WHAT YOU SHOULD DO:
Write out the listing below again, precisely as it is given.
--
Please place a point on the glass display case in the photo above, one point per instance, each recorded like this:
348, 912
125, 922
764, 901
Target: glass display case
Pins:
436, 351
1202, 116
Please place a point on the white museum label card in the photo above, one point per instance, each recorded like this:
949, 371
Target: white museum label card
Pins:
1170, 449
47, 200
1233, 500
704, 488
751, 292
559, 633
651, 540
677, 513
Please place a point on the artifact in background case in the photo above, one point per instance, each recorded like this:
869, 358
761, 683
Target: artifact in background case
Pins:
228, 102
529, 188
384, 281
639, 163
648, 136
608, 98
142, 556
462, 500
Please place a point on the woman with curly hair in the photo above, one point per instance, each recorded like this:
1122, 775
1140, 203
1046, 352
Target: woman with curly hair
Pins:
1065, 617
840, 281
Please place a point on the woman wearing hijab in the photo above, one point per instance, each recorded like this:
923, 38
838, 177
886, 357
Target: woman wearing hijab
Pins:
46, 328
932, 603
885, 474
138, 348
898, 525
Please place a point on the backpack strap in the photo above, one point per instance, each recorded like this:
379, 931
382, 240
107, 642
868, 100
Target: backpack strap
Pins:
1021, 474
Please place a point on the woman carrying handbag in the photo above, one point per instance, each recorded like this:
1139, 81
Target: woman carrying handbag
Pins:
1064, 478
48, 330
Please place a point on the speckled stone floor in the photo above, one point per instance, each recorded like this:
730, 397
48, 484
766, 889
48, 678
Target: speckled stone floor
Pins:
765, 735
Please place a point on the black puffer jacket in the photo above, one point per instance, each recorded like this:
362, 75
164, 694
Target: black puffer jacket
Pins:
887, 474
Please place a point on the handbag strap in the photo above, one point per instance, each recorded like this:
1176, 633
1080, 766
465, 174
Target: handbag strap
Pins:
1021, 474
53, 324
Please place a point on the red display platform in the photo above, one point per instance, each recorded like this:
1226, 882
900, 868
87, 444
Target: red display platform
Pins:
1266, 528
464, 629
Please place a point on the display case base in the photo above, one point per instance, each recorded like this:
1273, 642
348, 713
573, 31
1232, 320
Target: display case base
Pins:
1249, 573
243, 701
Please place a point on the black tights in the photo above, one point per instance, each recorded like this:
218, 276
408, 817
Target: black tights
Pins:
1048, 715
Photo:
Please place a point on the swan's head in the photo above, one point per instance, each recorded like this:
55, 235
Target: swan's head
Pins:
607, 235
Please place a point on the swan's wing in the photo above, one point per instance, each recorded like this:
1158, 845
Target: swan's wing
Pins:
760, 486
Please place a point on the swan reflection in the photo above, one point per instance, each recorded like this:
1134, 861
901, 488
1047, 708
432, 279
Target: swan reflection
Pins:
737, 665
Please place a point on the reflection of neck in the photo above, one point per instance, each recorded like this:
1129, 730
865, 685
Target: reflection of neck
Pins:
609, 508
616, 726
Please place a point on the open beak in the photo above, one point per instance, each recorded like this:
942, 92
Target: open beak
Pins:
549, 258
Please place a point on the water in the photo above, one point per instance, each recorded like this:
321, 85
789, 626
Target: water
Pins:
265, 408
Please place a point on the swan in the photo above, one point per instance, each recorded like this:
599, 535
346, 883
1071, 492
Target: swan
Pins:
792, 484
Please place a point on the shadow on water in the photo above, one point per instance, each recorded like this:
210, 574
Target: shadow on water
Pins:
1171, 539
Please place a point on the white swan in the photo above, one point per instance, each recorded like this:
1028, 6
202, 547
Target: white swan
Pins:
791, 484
--
RESPONSE TO THIS EXERCISE:
Please place a point on the glass display case in the photo above, one point per instance, each recorded like this:
348, 912
125, 922
764, 901
Target: glass display case
Pins:
436, 351
1202, 116
Please place a point on the white museum label card in the photo above, one point per instance, each recorded like this:
949, 371
Target: white museum label card
Pins:
1170, 449
47, 200
1233, 500
704, 488
751, 292
559, 633
651, 540
677, 513
Please place a point on the artifact in background case in the photo above, one point per instance, each recorded like this:
869, 358
761, 683
Target: artifact in background case
Pins:
228, 102
529, 188
384, 281
639, 163
648, 136
608, 98
142, 556
462, 500
Please place a point on the woman with curly hair in the photo above, one point per instance, each recorded like this:
1122, 775
1140, 203
1046, 352
Target: woman with curly hair
Pins:
1065, 617
840, 281
Please place a point on the woman wearing hijab in the photo above, one point per instance, each recorded like this:
923, 38
838, 177
886, 357
Target: woman wearing hijab
Pins:
46, 328
932, 603
885, 474
138, 348
898, 525
Please place a point on the backpack strap in the photo above, one point per instance, each recorded like this:
379, 931
382, 240
107, 642
868, 100
Target: backpack strap
Pins:
1021, 474
Please place a point on the woman carrying handbag in the photo above, one point per instance, each recorded like this:
1139, 81
Target: woman carrying handbag
Pins:
1064, 478
48, 330
Please place a point on the speckled stone floor in the photo above, one point per instance, each recorded like this:
730, 397
48, 484
766, 889
48, 678
Target: speckled stone floor
Pins:
765, 735
Please place a point on the black puffer jacket in the photo above, one point per instance, each recorded like this:
362, 75
164, 694
Target: black puffer jacket
Pins:
887, 474
Please place a point on the handbag strap in the photo above, one point per instance, each recorded like this:
1176, 633
1080, 766
465, 174
Target: handbag strap
Pins:
1021, 474
53, 324
Please place a point on the red display platform in the photo above, one point per instance, each recorded like this:
1226, 882
900, 868
87, 444
Target: red display platform
Pins:
1266, 528
464, 629
Please place a point on the display case base in the photo above, one point per instance, each recorded like this:
1273, 642
348, 713
573, 31
1232, 320
Target: display case base
Pins:
1249, 573
243, 701
Please place a point on the black tights in the photo above, one point per instance, each recorded like this:
218, 276
408, 817
Target: black tights
Pins:
1048, 715
Photo:
Please place a point on the swan's head in the photo above, one point per instance, each recorded like this:
55, 235
Target: swan's head
Pins:
607, 235
Please place a point on the swan's wing in the photo above, one point per instance, each recorded like this:
1158, 845
Target: swan's wing
Pins:
760, 486
Please place a point on the swan reflection in the photo above, one point per instance, each recorded like this:
1134, 861
901, 488
1047, 708
432, 279
Target: swan reflection
Pins:
737, 665
Please place a point on the reflection of neck in the photo above, one point per instance, each recorded like this:
1129, 730
865, 685
Target: reflection of neck
Pins:
609, 508
616, 726
Please place a point on the open beak in the photo above, one point per instance, each recorded like this:
942, 92
Target: open beak
Pins:
549, 258
Please place a point on the water in the photo above, one point per instance, each recorded like this:
321, 85
789, 626
Target: water
Pins:
265, 408
Please place a point on the swan in the photo above, one point per instance, each recorded like this:
599, 535
346, 883
1071, 492
Target: swan
Pins:
792, 484
Please place a point on the shadow on water in the photo above, one point per instance, each recorded like this:
210, 574
Target: shadow on water
Pins:
1171, 539
Please place a point on the white swan in the photo above, one point per instance, each recorded like this:
1028, 6
202, 547
Target: white swan
Pins:
791, 484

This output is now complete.